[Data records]

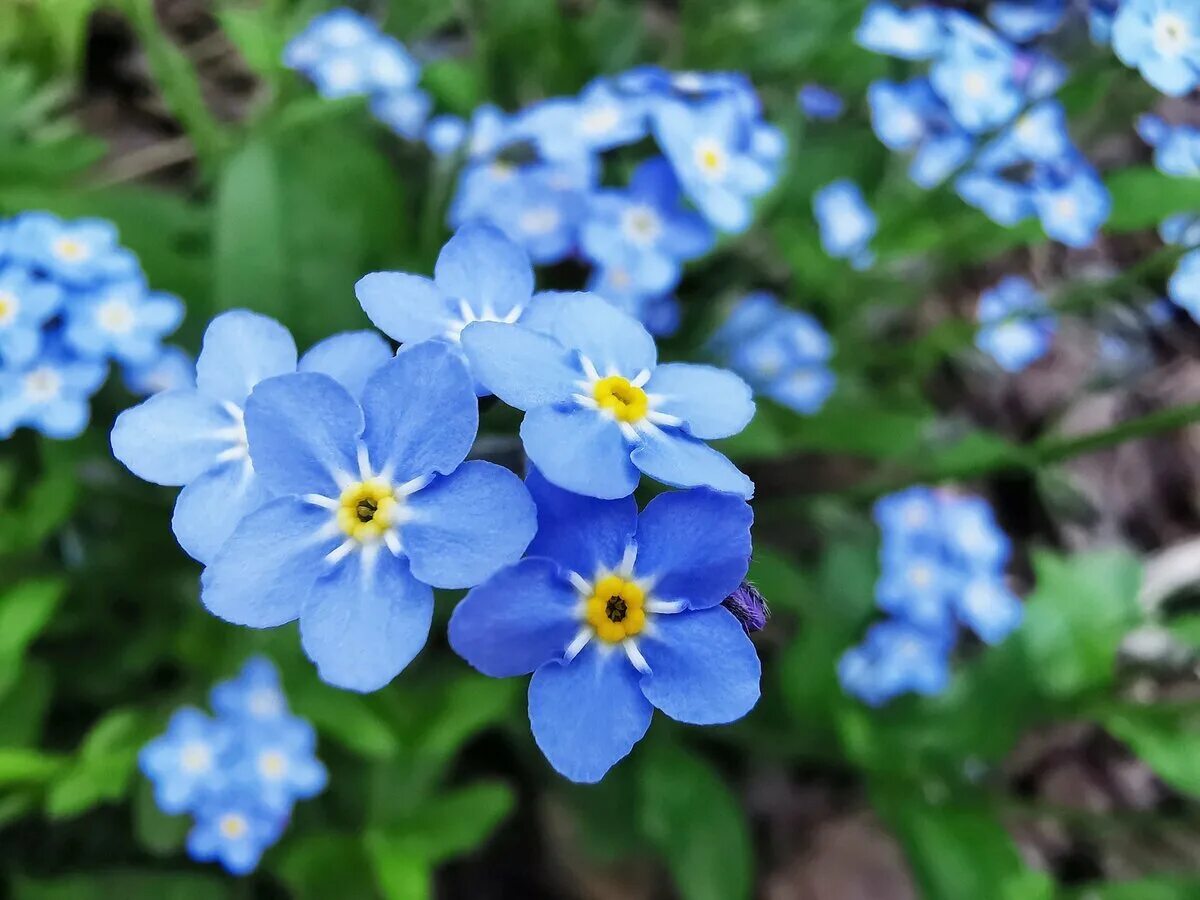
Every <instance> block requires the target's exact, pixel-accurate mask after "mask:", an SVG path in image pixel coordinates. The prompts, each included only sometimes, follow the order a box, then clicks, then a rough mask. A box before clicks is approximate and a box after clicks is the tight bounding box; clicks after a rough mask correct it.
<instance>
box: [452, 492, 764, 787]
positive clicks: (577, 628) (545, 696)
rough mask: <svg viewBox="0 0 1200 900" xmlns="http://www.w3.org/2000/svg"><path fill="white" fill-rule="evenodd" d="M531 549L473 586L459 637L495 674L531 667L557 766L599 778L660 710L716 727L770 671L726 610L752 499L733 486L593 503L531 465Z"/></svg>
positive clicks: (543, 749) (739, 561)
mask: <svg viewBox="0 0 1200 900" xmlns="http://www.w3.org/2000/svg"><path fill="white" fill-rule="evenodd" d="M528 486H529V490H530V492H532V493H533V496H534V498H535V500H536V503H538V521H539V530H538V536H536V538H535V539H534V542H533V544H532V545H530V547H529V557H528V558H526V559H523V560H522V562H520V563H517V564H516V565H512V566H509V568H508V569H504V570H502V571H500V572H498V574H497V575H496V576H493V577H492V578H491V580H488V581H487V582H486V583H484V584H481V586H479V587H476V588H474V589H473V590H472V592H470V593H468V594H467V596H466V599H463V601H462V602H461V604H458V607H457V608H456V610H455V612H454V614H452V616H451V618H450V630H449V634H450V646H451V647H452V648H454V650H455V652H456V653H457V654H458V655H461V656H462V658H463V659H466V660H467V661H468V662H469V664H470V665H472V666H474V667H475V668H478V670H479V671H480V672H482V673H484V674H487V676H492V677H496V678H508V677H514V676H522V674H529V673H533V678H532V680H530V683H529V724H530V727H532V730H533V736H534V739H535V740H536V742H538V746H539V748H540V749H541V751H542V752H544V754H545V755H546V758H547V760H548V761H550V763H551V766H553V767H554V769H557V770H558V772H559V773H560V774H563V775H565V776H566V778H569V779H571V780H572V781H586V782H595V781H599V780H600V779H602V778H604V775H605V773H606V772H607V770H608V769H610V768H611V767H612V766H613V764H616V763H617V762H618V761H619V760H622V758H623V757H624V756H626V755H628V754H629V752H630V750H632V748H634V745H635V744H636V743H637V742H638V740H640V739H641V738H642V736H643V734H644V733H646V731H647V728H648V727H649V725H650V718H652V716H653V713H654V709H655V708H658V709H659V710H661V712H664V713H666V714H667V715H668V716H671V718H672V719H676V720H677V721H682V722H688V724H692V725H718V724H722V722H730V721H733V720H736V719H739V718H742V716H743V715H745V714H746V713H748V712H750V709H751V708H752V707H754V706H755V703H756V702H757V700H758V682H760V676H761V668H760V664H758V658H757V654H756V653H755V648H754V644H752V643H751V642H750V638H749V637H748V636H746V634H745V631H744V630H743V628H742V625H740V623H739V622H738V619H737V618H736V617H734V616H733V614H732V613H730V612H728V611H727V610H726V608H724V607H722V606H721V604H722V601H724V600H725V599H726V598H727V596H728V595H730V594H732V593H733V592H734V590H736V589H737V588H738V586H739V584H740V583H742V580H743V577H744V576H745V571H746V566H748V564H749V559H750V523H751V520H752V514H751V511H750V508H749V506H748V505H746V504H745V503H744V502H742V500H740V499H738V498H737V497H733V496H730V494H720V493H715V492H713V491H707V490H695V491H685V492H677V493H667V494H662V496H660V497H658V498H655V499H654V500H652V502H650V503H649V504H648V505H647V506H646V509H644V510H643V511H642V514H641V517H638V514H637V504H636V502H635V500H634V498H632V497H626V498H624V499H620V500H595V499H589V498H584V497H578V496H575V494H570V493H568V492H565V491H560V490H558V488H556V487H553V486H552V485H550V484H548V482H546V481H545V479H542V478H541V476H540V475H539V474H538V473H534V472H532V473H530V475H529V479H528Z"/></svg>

§ What is required: Retype all the data exactly, please, without pictures.

§ Solution to the exercise:
Every <instance> block requires the target's exact, pixel-accurate mask after "mask:", an SVG path in image pixel coordinates. The prompts, each included only sometimes, follow the order a box, then clicks, then a rough mask. A box before clicks is approximate and a box after clicks is the tight bounding box; clicks after a rough mask correct it.
<instance>
box: [452, 492, 764, 787]
positive clicks: (577, 628) (545, 696)
rough mask: <svg viewBox="0 0 1200 900" xmlns="http://www.w3.org/2000/svg"><path fill="white" fill-rule="evenodd" d="M531 549L473 586L459 637L495 674L531 667L557 766L599 778L660 710L716 727L770 671L726 610L752 499L733 486L593 503L531 465Z"/></svg>
positive clicks: (543, 749) (739, 561)
mask: <svg viewBox="0 0 1200 900" xmlns="http://www.w3.org/2000/svg"><path fill="white" fill-rule="evenodd" d="M528 486H529V490H530V492H532V493H533V496H534V498H535V500H536V503H538V521H539V530H538V536H536V538H535V539H534V542H533V544H532V545H530V547H529V557H528V558H526V559H523V560H522V562H520V563H517V564H516V565H512V566H509V568H508V569H504V570H502V571H500V572H498V574H497V575H496V576H493V577H492V578H491V580H488V581H487V582H486V583H484V584H481V586H479V587H476V588H474V589H473V590H472V592H470V593H468V594H467V596H466V599H463V601H462V602H461V604H458V607H457V608H456V610H455V612H454V614H452V616H451V618H450V630H449V634H450V646H451V647H452V648H454V650H455V652H456V653H457V654H458V655H461V656H462V658H463V659H466V660H467V661H468V662H469V664H470V665H472V666H474V667H475V668H478V670H479V671H480V672H482V673H484V674H487V676H492V677H496V678H508V677H514V676H522V674H529V673H533V678H532V680H530V683H529V724H530V727H532V730H533V736H534V739H535V740H536V742H538V746H539V748H540V749H541V751H542V752H544V754H545V755H546V758H547V760H548V761H550V763H551V766H553V767H554V769H557V770H558V772H559V773H560V774H563V775H565V776H566V778H569V779H571V780H572V781H586V782H595V781H599V780H600V779H602V778H604V775H605V773H606V772H607V770H608V769H610V768H611V767H612V766H613V764H616V763H617V762H618V761H619V760H622V758H623V757H624V756H626V755H628V754H629V752H630V750H632V748H634V745H635V744H636V743H637V742H638V740H640V739H641V738H642V736H643V734H644V733H646V731H647V728H648V727H649V725H650V718H652V716H653V713H654V709H655V708H658V709H659V710H661V712H664V713H666V714H667V715H668V716H671V718H672V719H676V720H677V721H682V722H688V724H692V725H718V724H722V722H730V721H733V720H736V719H739V718H742V716H743V715H745V714H746V713H748V712H750V709H751V708H752V707H754V706H755V703H756V702H757V700H758V682H760V676H761V668H760V664H758V658H757V654H756V653H755V648H754V644H752V643H751V642H750V638H749V637H748V636H746V634H745V631H744V630H743V628H742V625H740V623H739V622H738V619H737V618H736V617H734V616H733V614H732V613H730V612H728V611H727V610H726V608H724V607H722V606H721V604H722V601H724V600H725V599H726V598H727V596H728V595H730V594H732V593H733V592H734V590H736V589H737V588H738V586H739V584H740V583H742V580H743V577H744V576H745V571H746V566H748V564H749V559H750V523H751V520H752V514H751V511H750V508H749V506H748V505H746V504H745V503H744V502H742V500H740V499H738V498H737V497H733V496H730V494H720V493H715V492H713V491H707V490H695V491H685V492H677V493H667V494H662V496H660V497H658V498H655V499H654V500H652V502H650V503H649V504H648V505H647V506H646V509H644V510H643V511H642V514H641V517H638V514H637V504H636V502H635V500H634V498H632V497H626V498H624V499H620V500H595V499H589V498H584V497H578V496H575V494H570V493H568V492H565V491H560V490H558V488H556V487H553V486H552V485H550V484H548V482H546V481H545V479H542V478H541V476H540V475H539V474H538V473H534V472H532V473H530V475H529V479H528Z"/></svg>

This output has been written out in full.